(Location identification entries)

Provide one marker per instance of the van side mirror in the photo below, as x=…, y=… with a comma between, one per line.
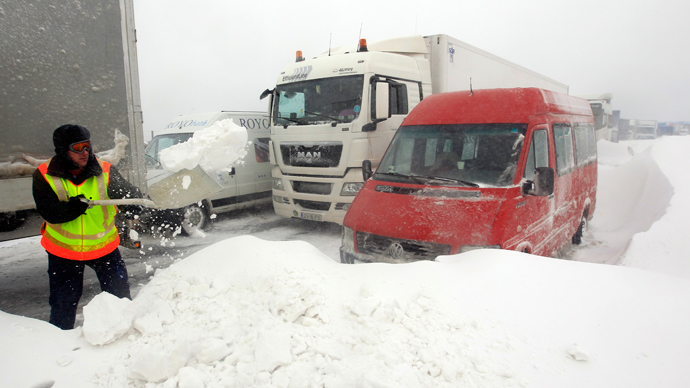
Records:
x=542, y=184
x=366, y=170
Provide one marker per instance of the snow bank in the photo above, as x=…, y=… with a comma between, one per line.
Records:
x=214, y=148
x=665, y=245
x=25, y=165
x=246, y=312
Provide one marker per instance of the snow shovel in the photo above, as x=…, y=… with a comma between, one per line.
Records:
x=174, y=191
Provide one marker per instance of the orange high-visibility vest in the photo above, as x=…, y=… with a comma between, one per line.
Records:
x=89, y=236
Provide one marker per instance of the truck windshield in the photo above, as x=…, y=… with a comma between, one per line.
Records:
x=468, y=154
x=318, y=101
x=161, y=142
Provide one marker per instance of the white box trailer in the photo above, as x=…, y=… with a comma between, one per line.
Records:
x=456, y=65
x=342, y=107
x=64, y=61
x=248, y=184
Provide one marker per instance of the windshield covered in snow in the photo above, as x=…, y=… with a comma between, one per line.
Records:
x=318, y=101
x=159, y=143
x=462, y=154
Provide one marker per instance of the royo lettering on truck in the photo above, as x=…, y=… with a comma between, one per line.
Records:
x=255, y=123
x=187, y=123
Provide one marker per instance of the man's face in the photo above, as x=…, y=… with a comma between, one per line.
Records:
x=80, y=159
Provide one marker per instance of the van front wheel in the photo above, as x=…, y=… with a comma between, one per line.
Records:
x=577, y=237
x=195, y=219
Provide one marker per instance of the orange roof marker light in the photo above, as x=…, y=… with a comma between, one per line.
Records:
x=362, y=45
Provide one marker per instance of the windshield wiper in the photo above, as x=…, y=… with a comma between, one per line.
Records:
x=298, y=121
x=413, y=177
x=444, y=179
x=320, y=115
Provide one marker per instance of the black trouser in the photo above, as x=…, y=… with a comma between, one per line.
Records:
x=67, y=281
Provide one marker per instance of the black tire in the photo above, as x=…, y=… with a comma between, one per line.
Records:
x=577, y=237
x=195, y=218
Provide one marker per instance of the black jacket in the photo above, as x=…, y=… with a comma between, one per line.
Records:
x=56, y=212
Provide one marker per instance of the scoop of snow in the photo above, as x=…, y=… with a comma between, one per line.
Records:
x=215, y=148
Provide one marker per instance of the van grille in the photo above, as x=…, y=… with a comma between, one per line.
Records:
x=324, y=154
x=313, y=205
x=312, y=187
x=399, y=249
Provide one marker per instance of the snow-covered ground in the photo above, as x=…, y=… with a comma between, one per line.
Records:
x=250, y=312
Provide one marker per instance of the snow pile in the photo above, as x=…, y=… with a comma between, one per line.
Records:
x=25, y=165
x=667, y=238
x=251, y=313
x=214, y=148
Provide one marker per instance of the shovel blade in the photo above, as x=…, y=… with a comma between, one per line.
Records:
x=182, y=188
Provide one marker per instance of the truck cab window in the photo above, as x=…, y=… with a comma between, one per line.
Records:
x=319, y=101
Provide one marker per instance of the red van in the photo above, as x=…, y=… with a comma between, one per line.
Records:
x=498, y=168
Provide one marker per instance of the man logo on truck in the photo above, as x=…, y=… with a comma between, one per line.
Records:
x=301, y=73
x=308, y=157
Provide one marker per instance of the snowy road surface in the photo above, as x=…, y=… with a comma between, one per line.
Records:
x=630, y=199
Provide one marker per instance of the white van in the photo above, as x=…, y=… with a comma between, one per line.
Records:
x=248, y=184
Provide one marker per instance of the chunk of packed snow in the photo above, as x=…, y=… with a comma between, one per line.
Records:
x=214, y=148
x=107, y=318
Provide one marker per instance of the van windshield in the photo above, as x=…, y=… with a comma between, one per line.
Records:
x=467, y=154
x=161, y=142
x=324, y=100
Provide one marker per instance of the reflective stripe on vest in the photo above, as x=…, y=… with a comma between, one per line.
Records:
x=89, y=236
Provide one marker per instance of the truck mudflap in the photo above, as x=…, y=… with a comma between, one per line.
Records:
x=348, y=257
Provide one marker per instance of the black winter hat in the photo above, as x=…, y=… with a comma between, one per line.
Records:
x=68, y=134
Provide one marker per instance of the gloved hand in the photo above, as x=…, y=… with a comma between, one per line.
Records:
x=76, y=205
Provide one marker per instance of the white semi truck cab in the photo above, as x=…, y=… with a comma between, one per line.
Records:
x=335, y=114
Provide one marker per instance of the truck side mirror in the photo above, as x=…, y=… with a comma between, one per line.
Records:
x=543, y=183
x=382, y=111
x=366, y=170
x=266, y=93
x=380, y=104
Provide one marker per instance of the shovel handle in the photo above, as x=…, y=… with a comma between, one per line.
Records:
x=125, y=201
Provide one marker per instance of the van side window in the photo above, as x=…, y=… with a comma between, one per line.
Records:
x=538, y=155
x=592, y=141
x=563, y=139
x=582, y=147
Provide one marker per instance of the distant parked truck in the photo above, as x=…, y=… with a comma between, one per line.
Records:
x=248, y=184
x=332, y=112
x=645, y=129
x=65, y=62
x=605, y=120
x=508, y=169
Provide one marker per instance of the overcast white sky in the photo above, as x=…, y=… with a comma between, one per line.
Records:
x=220, y=55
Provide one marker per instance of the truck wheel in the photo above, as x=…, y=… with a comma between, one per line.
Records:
x=577, y=237
x=195, y=218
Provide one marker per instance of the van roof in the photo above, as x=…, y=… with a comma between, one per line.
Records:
x=514, y=105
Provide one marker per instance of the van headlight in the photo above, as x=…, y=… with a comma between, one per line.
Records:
x=278, y=184
x=348, y=239
x=351, y=189
x=467, y=248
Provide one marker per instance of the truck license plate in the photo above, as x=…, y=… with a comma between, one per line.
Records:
x=311, y=216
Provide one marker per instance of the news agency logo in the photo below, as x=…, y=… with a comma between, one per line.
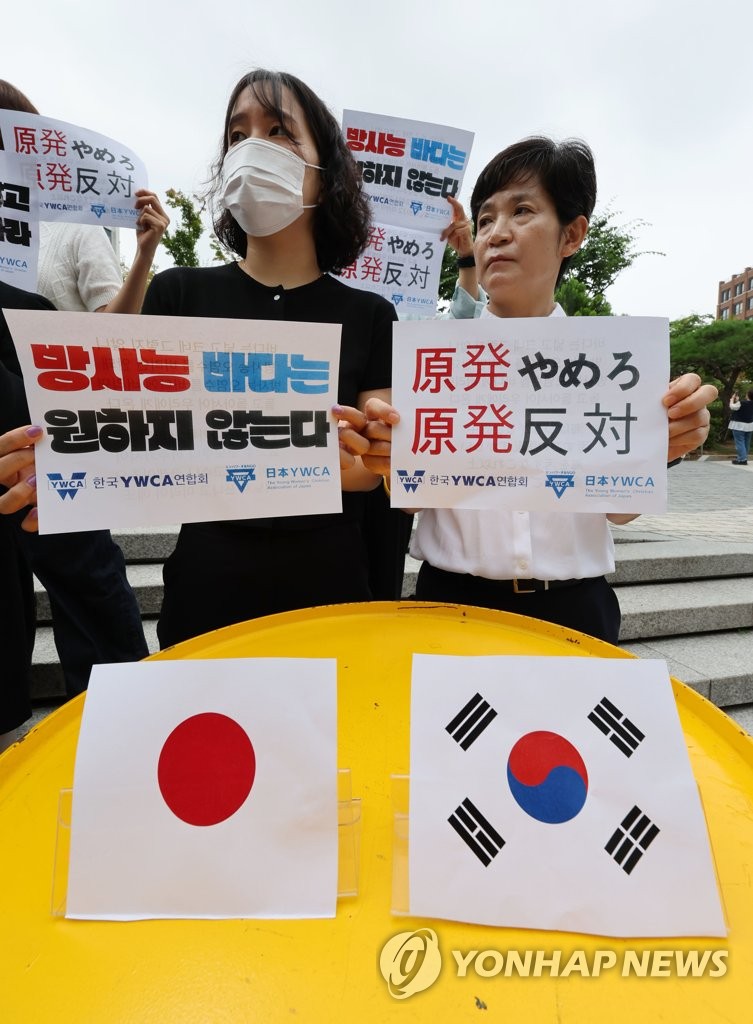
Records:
x=241, y=475
x=67, y=487
x=559, y=482
x=411, y=480
x=410, y=963
x=620, y=482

Requirement - Can you write out the material again from the line with "Provide one marker per instance of the truck windshield" to the line with "x=399, y=249", keeping every request line and lowering each x and y coordinate in the answers by 30?

Solution -
Provide one marker per instance of the truck windshield in the photo above, as x=…, y=… with a comma between, one per line.
Records:
x=438, y=124
x=288, y=71
x=131, y=112
Provide one marker per instance of the white box trailer in the photo above, as x=…, y=… with a comma between, one per line.
Records:
x=426, y=35
x=312, y=77
x=34, y=31
x=218, y=154
Provide one marker per instance of the windshield covered in snow in the photo above, as x=…, y=… with a comma between, one per line.
Records:
x=288, y=71
x=129, y=113
x=432, y=124
Provide one marker per instance of the royo lettering on truck in the photo above, as x=…, y=… with a comma between, one per line.
Records:
x=225, y=93
x=157, y=93
Provide one marker per instance of the man's face in the photo above, as x=…, y=… with a comma between, one per line.
Records:
x=50, y=129
Provide one marker per instance of the van front wheel in the photo above, as x=…, y=… with a comma between, one per line.
Records:
x=547, y=207
x=165, y=189
Provide one marker per instance of the orange roof marker light in the photo above, as x=…, y=… with a comma between, one per line.
Records:
x=332, y=15
Provide one marker per instance of the windshield wiper in the photo above, as x=…, y=… with a comma between, one per line.
Records:
x=268, y=91
x=383, y=147
x=414, y=149
x=290, y=85
Provide one marker per instance of the black trouser in the photo above, as x=…, y=… with a comma between, one per line.
Records:
x=37, y=251
Provide one marker per instance of the black tire in the photo above, as x=…, y=… with a comma between, one per line.
Records:
x=547, y=207
x=165, y=188
Provide one marker per instance of the black jacket in the photo above, as x=…, y=… with a comma between, one per line.
Records:
x=26, y=182
Provide one marker per instance of the scoop of snow in the photo above, as x=…, y=… with a comma between, one per line.
Records:
x=185, y=118
Provide one marker per instance of the van grille in the photo above, as x=…, y=… with a comma between, one per line.
Records:
x=294, y=124
x=283, y=175
x=282, y=157
x=369, y=219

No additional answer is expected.